Mar 18 '12 17 Last Comment
G****
Mar 18, 12 8:35 pm

I'm await to find out if I get into the MArch program at the University of British Columbia. I'm an American citizen but I wouldn't mind practicing in Canada. How does the job market in Canada look in comparison to a seemingly dismal income/employment rate in the US?

I'm looking for a little good news on both sides of the boarder, but any insight would be great.

 

byen01
Mar 18, 12 9:08 pm

Of the little I know about Vancouver's economy, the real estate market there (and in Canada in general) may be in danger of popping if the over-valuation of housing stock continues coupled with low interest rates (though I'm guessing if it does in fact pop, it won't be as bad as what the US experienced). The good thing about getting an M.Arch in Canada is that there's licensure equivalency, so when the US picks up, just move back stateside.

H3ndrik
Mar 19, 12 3:08 pm

Apparently Toronto's current building boom is the largest in north america right now.

domestico
Mar 19, 12 9:56 pm

Yeah but there's a monoploy of a half a dozen firms that specialize in only doing all these developer condos, and it's all shoebox sized units, terrible layouts, like living in a cubical in the sky, which they charge for 400k. 

rgreen
Dec 13, 12 3:32 pm

It's been a few years since I worked in Canada, but I'm thinking of going back in the new year.  For those of you who are in the know, what city in Canada seems to have the best architecture industry right now?  I've been debating relocating to either Calgary or Vancouver (hoping to avoid Toronto).

Thanks for the input.

Benjamin_
Dec 13, 12 4:14 pm

I can't speak too much about Vancouver, however the economy seems to be doing quite well out there. There are a lot of job postings and good architecture coming out of the West coast of Canada.

I work/live about an hour South-West of Toronto. The economy here was significantly slower from 2009-2011, but this was primarily due the nervousness of investors/developers about everything happening in the US. The banks in Canada never failed, so we were never really hit that hard, at least not here. 2012 has picked up dramatically. Our firm can't seem to keep up with the work coming in so we have almost doubled in size in the last 1.5 years.

Byen01 is right, Toronto may be in a housing bubble at the moment, but only time will tell. The rest of Ontario seems to be doing quite well regardless.

On another note, if you can handle the lifestyle, Alberta is probably one of the fastest growing regions in Canada right now due to the oil tarsand production (also Alberta has low personal and corporate income taxes, the lowest fuel taxes
among provinces, no capital tax, no payroll tax, no health premiums, and no
sales tax)
━━━━
The problem —
What is the Spanish translation of this sentence from the forum thread: "The banks in Canada never failed, so we were never really hit that hard, at least not here." The records are separate material and have no connection to the forum thread.
━━━━
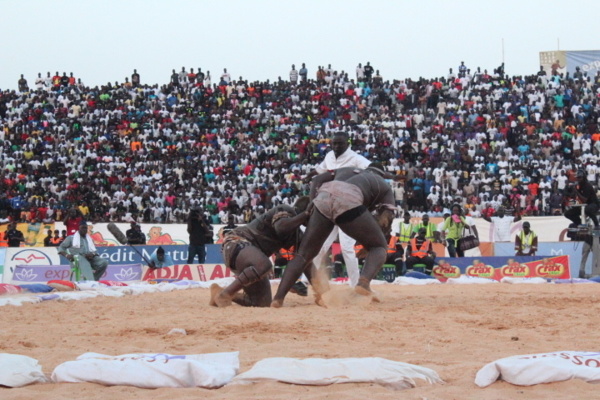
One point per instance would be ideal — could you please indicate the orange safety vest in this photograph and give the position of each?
(288, 254)
(392, 244)
(419, 252)
(358, 248)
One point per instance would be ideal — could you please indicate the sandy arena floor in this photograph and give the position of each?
(453, 329)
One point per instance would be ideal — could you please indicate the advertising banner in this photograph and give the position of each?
(25, 274)
(194, 272)
(499, 267)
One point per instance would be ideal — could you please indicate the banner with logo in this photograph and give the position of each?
(499, 267)
(194, 272)
(26, 274)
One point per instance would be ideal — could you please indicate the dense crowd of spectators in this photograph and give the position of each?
(151, 153)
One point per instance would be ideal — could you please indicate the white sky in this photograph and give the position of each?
(104, 40)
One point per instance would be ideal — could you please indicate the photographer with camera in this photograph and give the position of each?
(585, 194)
(200, 233)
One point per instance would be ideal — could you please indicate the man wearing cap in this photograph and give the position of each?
(81, 245)
(585, 194)
(135, 234)
(159, 259)
(526, 241)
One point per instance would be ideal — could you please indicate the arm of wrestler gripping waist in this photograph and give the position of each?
(290, 275)
(318, 180)
(283, 226)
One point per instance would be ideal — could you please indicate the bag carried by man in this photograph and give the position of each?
(468, 241)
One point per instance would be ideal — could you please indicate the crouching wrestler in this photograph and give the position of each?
(247, 250)
(345, 197)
━━━━
Task answer —
Los bancos de Canadá nunca quebraron, así que en realidad nunca nos vimos tan afectados, al menos no aquí.